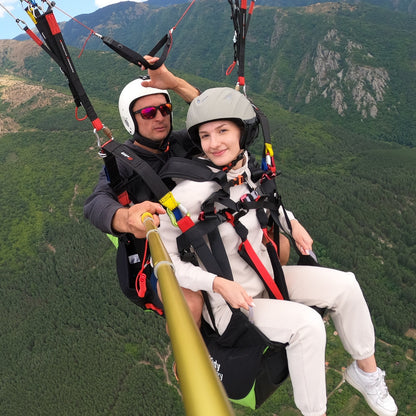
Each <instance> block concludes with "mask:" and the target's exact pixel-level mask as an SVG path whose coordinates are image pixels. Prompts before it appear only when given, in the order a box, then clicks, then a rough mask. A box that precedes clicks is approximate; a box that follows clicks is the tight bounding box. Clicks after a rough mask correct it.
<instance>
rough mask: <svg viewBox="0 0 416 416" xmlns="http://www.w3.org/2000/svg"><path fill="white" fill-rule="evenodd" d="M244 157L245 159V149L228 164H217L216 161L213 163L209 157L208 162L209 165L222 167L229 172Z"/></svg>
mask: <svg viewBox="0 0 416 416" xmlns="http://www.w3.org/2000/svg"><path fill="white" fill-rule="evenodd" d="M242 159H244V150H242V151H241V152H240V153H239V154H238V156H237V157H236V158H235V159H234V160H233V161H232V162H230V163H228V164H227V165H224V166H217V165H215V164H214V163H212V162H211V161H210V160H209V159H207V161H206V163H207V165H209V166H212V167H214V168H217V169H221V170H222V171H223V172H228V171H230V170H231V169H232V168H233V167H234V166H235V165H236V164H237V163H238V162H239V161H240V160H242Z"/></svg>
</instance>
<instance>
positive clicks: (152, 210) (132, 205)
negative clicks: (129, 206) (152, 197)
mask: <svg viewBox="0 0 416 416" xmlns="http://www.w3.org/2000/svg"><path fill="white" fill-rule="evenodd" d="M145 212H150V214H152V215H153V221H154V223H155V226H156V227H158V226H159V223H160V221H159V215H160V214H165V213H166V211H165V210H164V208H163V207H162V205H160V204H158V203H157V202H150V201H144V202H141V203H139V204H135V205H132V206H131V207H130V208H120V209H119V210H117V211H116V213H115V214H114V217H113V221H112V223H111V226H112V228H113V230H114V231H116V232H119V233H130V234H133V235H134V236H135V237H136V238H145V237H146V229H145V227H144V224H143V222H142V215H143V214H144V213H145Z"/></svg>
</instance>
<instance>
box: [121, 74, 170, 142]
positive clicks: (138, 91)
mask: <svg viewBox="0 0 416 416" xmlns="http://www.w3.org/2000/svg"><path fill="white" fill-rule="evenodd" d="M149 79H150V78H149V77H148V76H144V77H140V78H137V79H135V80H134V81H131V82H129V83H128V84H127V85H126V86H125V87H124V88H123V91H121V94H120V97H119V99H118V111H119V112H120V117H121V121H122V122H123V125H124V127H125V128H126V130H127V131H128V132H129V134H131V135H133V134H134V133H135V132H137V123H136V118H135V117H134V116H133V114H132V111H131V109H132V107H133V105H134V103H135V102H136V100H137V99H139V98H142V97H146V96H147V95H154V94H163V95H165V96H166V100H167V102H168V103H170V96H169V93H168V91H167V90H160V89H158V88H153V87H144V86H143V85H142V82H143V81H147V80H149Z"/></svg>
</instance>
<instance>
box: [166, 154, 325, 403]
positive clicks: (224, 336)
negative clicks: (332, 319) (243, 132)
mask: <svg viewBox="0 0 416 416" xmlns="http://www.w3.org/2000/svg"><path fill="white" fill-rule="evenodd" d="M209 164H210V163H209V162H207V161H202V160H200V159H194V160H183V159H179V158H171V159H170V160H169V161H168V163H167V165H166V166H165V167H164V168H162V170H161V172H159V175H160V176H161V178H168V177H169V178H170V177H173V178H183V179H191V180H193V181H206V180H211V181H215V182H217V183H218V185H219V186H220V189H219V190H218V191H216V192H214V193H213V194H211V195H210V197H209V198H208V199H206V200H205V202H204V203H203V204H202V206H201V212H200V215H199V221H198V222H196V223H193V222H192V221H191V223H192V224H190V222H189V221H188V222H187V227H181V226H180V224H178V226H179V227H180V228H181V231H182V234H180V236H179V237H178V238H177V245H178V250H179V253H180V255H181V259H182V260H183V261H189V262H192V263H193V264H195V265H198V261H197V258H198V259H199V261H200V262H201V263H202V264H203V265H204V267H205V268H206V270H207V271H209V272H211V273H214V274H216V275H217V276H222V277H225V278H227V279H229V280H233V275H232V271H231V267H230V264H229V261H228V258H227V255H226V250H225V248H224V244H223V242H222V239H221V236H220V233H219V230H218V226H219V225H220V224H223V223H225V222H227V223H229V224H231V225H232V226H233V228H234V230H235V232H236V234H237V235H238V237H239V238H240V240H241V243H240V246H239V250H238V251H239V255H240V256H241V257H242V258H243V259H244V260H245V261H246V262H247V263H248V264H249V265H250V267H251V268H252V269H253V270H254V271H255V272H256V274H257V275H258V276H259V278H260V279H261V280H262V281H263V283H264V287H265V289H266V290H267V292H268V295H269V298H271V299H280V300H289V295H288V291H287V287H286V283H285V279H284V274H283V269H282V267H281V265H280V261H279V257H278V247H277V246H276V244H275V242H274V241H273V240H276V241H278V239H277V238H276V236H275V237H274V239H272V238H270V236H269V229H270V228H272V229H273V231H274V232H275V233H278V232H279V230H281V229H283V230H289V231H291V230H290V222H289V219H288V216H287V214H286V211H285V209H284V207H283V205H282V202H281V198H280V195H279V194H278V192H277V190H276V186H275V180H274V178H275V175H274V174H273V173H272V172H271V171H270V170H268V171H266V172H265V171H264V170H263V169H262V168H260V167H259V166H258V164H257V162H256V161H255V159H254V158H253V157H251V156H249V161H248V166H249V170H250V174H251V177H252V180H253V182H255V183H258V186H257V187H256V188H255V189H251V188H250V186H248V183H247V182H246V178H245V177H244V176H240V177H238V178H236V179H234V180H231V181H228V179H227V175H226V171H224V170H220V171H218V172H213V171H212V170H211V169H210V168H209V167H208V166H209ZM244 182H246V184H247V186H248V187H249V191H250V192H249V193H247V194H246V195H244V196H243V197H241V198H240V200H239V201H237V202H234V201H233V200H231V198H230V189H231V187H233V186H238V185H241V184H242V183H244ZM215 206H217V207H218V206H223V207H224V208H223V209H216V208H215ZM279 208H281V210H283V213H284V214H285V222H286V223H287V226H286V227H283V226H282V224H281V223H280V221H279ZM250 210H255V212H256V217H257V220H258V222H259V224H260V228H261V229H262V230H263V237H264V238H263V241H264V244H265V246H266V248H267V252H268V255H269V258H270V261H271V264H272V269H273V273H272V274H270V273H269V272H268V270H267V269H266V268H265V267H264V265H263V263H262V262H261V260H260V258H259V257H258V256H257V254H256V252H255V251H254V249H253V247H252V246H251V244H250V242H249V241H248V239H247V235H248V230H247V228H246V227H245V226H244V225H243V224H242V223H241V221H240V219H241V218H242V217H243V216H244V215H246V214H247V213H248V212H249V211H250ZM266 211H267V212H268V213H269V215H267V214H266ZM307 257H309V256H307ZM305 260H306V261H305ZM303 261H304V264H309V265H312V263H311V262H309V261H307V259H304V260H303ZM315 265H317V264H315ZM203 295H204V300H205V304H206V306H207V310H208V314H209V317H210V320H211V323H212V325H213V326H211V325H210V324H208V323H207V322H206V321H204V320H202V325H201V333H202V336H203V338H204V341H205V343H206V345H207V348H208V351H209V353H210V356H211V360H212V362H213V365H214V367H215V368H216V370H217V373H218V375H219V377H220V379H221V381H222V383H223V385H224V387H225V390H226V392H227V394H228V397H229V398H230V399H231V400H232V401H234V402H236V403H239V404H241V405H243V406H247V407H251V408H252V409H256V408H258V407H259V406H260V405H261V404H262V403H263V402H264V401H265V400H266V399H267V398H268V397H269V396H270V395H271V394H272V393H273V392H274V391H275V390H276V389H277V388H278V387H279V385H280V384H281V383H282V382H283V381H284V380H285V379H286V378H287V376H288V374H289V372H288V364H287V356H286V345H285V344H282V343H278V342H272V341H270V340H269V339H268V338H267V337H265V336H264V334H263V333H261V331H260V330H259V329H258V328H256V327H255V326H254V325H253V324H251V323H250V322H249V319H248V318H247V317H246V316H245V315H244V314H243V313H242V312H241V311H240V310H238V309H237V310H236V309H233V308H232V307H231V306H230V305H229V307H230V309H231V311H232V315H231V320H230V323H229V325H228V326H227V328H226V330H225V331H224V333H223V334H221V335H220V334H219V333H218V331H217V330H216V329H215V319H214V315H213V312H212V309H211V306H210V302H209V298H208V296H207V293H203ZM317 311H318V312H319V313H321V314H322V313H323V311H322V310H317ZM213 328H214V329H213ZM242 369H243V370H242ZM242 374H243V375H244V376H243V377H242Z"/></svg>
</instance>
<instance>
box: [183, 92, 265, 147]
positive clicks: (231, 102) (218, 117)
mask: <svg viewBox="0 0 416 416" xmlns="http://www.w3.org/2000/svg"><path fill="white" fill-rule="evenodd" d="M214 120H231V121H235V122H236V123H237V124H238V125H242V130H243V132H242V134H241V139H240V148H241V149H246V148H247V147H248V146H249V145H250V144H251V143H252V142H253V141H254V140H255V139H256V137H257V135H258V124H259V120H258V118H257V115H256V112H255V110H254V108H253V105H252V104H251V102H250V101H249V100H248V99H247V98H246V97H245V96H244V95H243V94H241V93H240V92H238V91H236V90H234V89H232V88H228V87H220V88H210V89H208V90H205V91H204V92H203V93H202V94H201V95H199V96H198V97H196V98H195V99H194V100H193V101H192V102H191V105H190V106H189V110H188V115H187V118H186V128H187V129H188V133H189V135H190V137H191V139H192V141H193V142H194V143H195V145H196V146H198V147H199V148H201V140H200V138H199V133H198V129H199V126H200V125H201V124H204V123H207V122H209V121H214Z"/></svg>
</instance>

• **Required work**:
Pick out each line of the records that contains the string "negative", matching case exactly.

• **Expected answer**:
negative clicks: (129, 206) (152, 197)
negative clicks: (332, 319) (243, 132)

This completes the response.